STATED EXERCISE
Which lines in the data below contain the string "Target"? Gather each of them and copy it in full, treating uppercase and lowercase as different.

____ DATA FOR THIS TASK

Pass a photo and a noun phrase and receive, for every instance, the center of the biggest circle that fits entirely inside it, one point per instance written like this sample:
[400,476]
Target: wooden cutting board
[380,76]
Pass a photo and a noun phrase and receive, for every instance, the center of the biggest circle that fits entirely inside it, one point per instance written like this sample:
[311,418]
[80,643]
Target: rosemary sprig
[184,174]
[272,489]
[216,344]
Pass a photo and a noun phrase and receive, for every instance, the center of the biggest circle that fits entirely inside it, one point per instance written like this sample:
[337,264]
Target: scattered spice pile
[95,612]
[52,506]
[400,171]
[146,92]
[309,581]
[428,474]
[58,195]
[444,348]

________
____ DATA FOR THIS TASK

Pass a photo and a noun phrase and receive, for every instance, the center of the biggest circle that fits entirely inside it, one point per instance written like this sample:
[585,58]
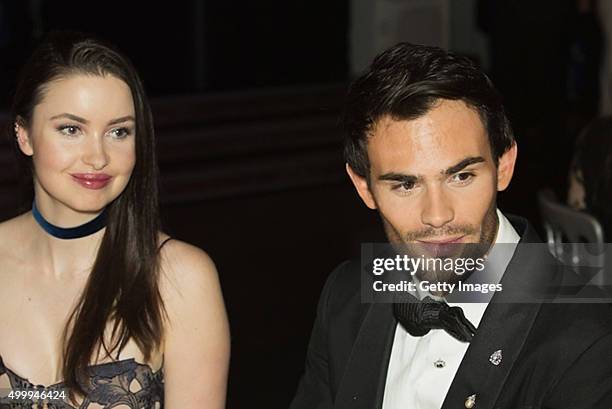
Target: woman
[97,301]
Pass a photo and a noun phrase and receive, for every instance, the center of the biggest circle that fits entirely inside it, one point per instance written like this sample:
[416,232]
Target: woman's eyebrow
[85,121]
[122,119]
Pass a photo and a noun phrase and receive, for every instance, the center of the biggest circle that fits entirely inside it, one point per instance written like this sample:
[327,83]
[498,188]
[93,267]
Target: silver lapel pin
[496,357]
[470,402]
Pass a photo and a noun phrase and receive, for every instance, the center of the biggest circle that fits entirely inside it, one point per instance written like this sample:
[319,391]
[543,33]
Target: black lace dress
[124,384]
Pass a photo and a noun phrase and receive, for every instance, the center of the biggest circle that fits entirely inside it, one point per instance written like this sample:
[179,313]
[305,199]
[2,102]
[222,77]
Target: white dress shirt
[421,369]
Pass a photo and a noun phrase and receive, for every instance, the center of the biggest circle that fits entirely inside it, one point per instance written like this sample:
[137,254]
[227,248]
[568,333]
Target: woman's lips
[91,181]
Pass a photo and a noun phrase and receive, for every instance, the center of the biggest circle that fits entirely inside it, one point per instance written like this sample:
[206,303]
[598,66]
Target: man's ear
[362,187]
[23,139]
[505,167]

________
____ DATA FOR THIS TASK

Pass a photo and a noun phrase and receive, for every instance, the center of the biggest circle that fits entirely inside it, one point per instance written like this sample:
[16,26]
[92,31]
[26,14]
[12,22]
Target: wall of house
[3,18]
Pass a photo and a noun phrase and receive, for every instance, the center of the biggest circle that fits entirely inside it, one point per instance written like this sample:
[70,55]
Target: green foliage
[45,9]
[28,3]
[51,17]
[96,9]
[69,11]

________

FINISHED ANSWER
Target: wooden cutting board
Target: rosemary sprig
Target: scattered spice pile
Target: woman
Target: woman's eyebrow
Target: silver lapel pin
Target: black lace dress
Target: white dress shirt
Target: woman's lips
Target: man's ear
Target: wall of house
Target: green foliage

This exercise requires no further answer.